→ Input records:
:::
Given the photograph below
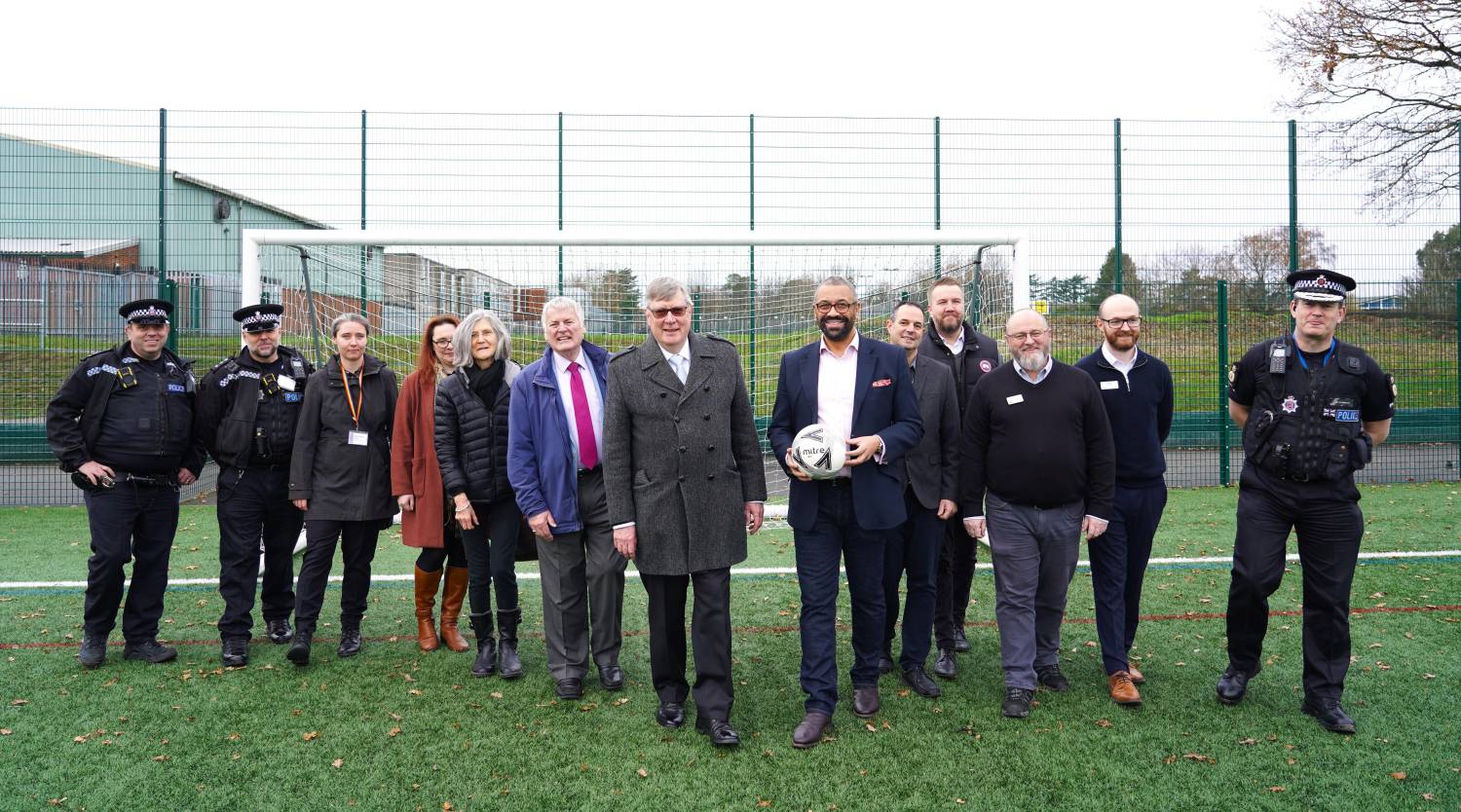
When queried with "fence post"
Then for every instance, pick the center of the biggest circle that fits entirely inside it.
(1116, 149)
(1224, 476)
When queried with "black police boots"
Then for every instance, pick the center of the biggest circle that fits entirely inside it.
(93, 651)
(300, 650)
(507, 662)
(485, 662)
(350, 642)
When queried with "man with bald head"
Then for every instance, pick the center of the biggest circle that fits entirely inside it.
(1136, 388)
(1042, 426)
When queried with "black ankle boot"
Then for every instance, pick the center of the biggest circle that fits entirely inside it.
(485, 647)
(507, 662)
:::
→ Exercise objective: Would you return the data exactly as written, without the pictures?

→ Final answer:
Given the photograph below
When queried with "fence post"
Then for every instance, pick the center of the biggest circle that fits entirely inside it.
(1116, 149)
(1224, 476)
When queried with "black police boots"
Then for every instance, pick the center of the biggest circle that fits entirely inside it.
(93, 651)
(300, 650)
(507, 662)
(485, 662)
(350, 642)
When queried with "man with bald head"
Then for every instance, pick the center of the biggest circle that fits entirely inside it.
(1136, 388)
(1042, 426)
When queried with "black ankle boot"
Then for every instance, pick the center of the biggest circle that fits entirely inside it.
(485, 647)
(507, 662)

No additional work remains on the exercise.